══ STORED ROWS ══

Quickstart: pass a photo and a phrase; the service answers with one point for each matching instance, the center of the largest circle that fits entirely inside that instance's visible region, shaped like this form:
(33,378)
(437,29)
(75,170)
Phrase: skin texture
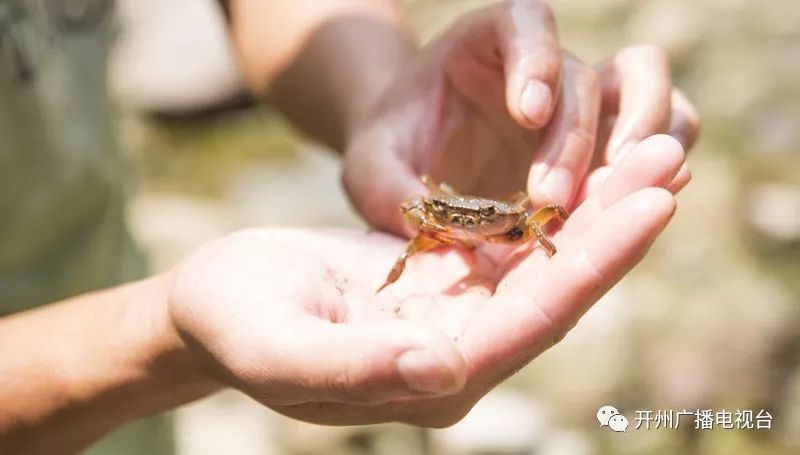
(493,104)
(455,113)
(242,303)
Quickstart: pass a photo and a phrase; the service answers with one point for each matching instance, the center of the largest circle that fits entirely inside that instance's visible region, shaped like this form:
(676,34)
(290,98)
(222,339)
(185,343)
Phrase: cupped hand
(495,106)
(291,316)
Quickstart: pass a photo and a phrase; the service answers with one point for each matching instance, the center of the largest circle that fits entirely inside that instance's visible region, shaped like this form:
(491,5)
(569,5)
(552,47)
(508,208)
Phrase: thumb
(319,361)
(377,182)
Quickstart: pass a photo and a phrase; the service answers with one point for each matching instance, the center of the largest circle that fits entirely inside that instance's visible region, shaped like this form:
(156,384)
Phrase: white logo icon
(605,413)
(609,416)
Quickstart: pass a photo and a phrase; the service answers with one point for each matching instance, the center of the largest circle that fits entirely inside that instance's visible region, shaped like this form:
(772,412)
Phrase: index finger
(531,53)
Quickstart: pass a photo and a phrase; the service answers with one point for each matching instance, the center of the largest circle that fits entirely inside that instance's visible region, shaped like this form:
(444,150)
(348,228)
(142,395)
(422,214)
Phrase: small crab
(446,217)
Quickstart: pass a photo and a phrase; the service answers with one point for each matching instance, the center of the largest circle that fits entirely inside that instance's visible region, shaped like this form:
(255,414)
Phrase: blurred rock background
(709,320)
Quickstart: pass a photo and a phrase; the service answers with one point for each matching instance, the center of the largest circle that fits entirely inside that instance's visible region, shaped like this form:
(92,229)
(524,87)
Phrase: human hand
(494,106)
(291,317)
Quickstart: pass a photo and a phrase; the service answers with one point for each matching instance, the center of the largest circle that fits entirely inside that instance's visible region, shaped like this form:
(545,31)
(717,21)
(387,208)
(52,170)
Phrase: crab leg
(419,244)
(542,217)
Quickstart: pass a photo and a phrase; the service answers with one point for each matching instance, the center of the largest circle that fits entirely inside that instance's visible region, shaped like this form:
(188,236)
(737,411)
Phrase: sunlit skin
(444,217)
(291,317)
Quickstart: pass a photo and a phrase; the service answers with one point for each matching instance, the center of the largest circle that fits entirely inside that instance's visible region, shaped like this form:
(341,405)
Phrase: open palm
(291,316)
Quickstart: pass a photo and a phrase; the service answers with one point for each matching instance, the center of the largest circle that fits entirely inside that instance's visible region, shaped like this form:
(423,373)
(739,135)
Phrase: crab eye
(437,205)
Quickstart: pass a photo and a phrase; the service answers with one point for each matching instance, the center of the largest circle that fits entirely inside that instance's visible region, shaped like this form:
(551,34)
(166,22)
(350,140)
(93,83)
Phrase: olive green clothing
(62,178)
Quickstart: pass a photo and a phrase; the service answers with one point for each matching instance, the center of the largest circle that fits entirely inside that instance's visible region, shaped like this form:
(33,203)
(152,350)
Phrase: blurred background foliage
(708,321)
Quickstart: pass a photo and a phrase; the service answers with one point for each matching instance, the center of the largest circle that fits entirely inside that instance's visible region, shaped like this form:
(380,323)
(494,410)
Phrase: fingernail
(622,151)
(535,103)
(424,372)
(558,185)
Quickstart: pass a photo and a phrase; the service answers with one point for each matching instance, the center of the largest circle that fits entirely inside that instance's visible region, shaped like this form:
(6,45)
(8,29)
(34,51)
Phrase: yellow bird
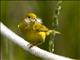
(34,30)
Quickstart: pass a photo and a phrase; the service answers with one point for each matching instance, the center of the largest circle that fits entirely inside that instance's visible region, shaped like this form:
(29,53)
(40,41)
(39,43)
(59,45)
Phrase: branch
(24,44)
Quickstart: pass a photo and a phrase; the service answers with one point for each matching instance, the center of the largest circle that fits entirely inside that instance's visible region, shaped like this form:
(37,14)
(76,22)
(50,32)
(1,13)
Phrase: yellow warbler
(33,29)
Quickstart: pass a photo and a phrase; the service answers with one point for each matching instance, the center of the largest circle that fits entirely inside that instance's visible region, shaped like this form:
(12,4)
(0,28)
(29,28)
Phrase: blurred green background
(67,44)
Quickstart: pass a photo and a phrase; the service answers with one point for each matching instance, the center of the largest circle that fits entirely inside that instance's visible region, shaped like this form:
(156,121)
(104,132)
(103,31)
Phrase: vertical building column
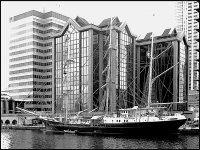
(7,107)
(53,74)
(138,70)
(175,73)
(13,105)
(90,70)
(113,66)
(2,108)
(80,67)
(100,66)
(62,75)
(134,67)
(187,73)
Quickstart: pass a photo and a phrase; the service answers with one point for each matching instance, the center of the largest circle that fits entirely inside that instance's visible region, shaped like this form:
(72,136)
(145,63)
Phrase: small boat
(148,120)
(130,121)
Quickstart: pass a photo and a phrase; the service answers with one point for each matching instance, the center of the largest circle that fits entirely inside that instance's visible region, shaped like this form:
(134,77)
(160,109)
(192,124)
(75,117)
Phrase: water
(28,139)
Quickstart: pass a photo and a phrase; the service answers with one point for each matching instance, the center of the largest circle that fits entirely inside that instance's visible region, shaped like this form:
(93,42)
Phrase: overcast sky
(138,16)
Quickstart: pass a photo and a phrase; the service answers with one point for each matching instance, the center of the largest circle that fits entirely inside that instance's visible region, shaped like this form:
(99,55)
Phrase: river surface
(36,139)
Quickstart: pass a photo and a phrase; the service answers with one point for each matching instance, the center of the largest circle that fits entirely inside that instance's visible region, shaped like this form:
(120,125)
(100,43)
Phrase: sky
(138,16)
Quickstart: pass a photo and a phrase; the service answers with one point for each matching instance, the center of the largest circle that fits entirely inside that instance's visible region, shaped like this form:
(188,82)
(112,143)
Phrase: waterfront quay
(36,139)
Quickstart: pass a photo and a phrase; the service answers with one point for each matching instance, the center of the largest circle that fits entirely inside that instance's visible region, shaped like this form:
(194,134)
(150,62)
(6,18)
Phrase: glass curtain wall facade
(80,59)
(30,58)
(171,86)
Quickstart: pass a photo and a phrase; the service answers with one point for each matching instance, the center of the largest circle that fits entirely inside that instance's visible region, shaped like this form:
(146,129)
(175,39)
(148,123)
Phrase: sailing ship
(125,121)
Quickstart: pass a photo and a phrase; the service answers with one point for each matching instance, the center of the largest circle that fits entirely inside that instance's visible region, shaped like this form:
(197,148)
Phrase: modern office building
(170,68)
(30,57)
(81,64)
(187,20)
(103,66)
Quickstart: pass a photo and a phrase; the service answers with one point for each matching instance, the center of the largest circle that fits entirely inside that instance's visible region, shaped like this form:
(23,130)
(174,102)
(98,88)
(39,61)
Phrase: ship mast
(150,73)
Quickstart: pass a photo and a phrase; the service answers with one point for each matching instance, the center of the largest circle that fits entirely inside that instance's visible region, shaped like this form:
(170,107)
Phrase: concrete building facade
(30,57)
(187,20)
(83,54)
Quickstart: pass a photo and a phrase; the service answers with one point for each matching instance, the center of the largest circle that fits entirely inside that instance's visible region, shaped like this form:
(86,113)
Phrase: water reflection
(27,139)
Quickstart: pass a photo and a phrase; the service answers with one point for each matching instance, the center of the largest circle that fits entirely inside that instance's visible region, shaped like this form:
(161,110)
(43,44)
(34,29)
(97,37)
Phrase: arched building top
(81,24)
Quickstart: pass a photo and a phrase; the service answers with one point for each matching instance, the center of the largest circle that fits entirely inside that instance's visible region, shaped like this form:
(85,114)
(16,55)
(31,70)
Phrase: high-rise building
(104,66)
(186,16)
(30,57)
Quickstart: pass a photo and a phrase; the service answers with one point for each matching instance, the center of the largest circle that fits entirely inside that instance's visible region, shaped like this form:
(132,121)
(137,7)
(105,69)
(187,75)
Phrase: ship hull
(160,127)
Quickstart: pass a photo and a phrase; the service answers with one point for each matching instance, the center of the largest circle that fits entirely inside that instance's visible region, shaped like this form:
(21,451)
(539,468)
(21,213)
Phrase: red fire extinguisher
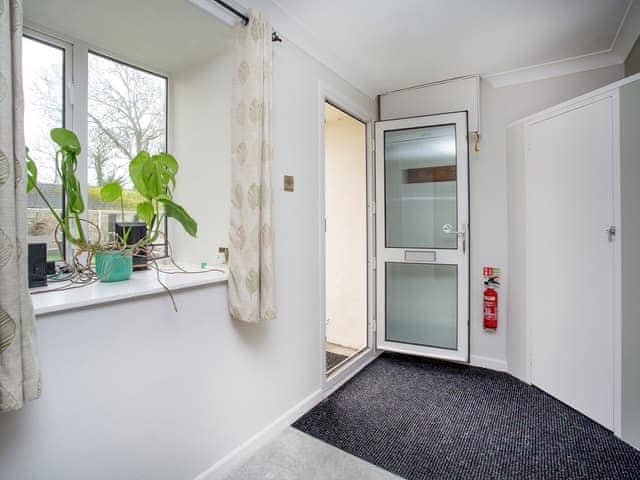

═══

GOAL OF THE EXERCISE: Please pull out each line of the data above that contains the word "yellow", and list those lines in the order they appear.

OUTPUT FOR THIS EXERCISE:
Phrase: yellow bird
Phrase: yellow warbler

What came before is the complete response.